TASK REQUIREMENTS — Give the records below as a Markdown table with the columns Row and Line, one numbered row per line, leaving out any blank lines.

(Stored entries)

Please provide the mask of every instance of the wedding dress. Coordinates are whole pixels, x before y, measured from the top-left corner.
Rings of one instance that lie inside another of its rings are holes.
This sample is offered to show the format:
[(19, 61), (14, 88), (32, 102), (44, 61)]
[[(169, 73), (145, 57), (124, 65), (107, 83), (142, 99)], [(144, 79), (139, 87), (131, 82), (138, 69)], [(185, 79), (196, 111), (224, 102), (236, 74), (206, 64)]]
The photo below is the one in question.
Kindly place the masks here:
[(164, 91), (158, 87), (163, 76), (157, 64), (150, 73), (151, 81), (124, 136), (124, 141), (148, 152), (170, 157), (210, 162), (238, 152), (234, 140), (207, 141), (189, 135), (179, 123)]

ANSWER FOR THE TASK —
| Row | Line |
|---|---|
| 1 | Please provide the mask of every instance of the wedding dress. Coordinates are whole pixels, x before y, measured from the top-left corner. |
| 2 | Rings of one instance that lie inside another of its rings are holes. |
| 3 | This sample is offered to show the format: |
| 4 | [(19, 61), (14, 88), (32, 102), (44, 61)] |
| 5 | [[(169, 73), (145, 57), (124, 65), (107, 83), (142, 99)], [(144, 79), (139, 87), (131, 82), (138, 69)], [(185, 79), (196, 111), (224, 102), (236, 74), (206, 64)]] |
| 6 | The photo below is the one in question. |
| 7 | Kindly place the masks here: |
| 8 | [(164, 91), (158, 87), (163, 76), (157, 64), (150, 73), (151, 81), (124, 136), (124, 141), (148, 152), (170, 157), (210, 162), (238, 152), (234, 140), (207, 141), (189, 135), (179, 123)] |